**** Page excerpt ****
This month I answer the following questions:
- “Why do you always wait until 11:30 PM to start your Monday blog posts?”
- “What is the worst game you’ve ever played, and why?”
So, without further ado, it is time to dig into the old Mailbag to see what kind of things have been on my readers’ minds in the last month!
“Why do you always wait until 11:30 PM to start your Monday blog posts?”
Laura did specifically ask me this question around 11:30 tonight, but it has been a long running submission for her since she seems to ask this EVERY Monday. Short answer? Because I haven’t completed anything outside the harsh pressures of last-minute panic since I was shitting yellow. That, and NoJoy is always there to proofread for me, so I don’t have to budget time for proofreading.
“What’s the worst game you’ve ever played, and why?”
I’ve had shitty games of games I didn’t think were shitty (for example, my negative score in Lexio, or that time I spent all my money on a company that didn’t get taken over till the end of the game in Acquire), but, as far as worst game I’ve ever played goes, I’d probably have to go with Cards Against Humanity.
**** Material provided ****
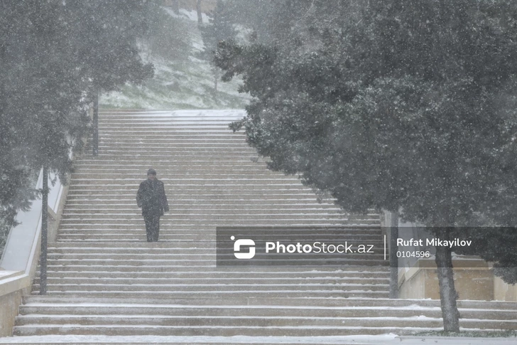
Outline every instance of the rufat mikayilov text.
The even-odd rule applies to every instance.
[[[425,245],[431,245],[433,247],[470,247],[472,241],[469,240],[460,240],[455,238],[454,240],[440,240],[440,238],[426,238]],[[397,238],[397,245],[400,247],[423,247],[424,240],[420,238],[415,240],[410,238],[404,240],[403,238]]]
[[[280,241],[266,242],[266,253],[276,253],[277,254],[293,254],[293,253],[334,253],[341,254],[346,253],[374,253],[374,245],[359,244],[354,246],[353,244],[348,244],[347,241],[344,243],[339,244],[327,244],[324,242],[314,242],[312,244],[303,244],[300,242],[296,243],[283,244]]]

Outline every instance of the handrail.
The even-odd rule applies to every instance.
[[[92,107],[89,108],[91,117]],[[73,155],[70,158],[73,159]],[[54,179],[56,182],[53,186],[50,181]],[[48,238],[53,241],[68,189],[54,174],[49,174],[48,180],[47,207],[50,216],[49,221],[53,221],[54,225],[49,227]],[[36,186],[36,189],[42,187],[43,169]],[[20,224],[11,229],[0,259],[0,336],[12,336],[21,297],[30,294],[32,289],[40,251],[41,206],[40,201],[36,200],[28,211],[17,213],[16,219]]]
[[[52,186],[53,179],[56,183]],[[58,215],[66,193],[58,176],[51,174],[48,179],[48,208]],[[42,186],[43,169],[36,188]],[[11,229],[0,259],[0,336],[12,335],[21,296],[30,293],[31,289],[40,249],[41,208],[41,201],[35,200],[28,211],[16,214],[16,220],[20,223]]]

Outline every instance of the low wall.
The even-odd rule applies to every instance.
****
→ What is asked:
Return the blog mailbag excerpt that precedes the listing, in full and word for word.

→ Solution to the exercise:
This month I answer the following questions:
- “Why do you always wait until 11:30 PM to start your Monday blog posts?”
- “What is the worst game you’ve ever played, and why?”
So, without further ado, it is time to dig into the old Mailbag to see what kind of things have been on my readers’ minds in the last month!
“Why do you always wait until 11:30 PM to start your Monday blog posts?”
Laura did specifically ask me this question around 11:30 tonight, but it has been a long running submission for her since she seems to ask this EVERY Monday. Short answer? Because I haven’t completed anything outside the harsh pressures of last-minute panic since I was shitting yellow. That, and NoJoy is always there to proofread for me, so I don’t have to budget time for proofreading.
“What’s the worst game you’ve ever played, and why?”
I’ve had shitty games of games I didn’t think were shitty (for example, my negative score in Lexio, or that time I spent all my money on a company that didn’t get taken over till the end of the game in Acquire), but, as far as worst game I’ve ever played goes, I’d probably have to go with Cards Against Humanity.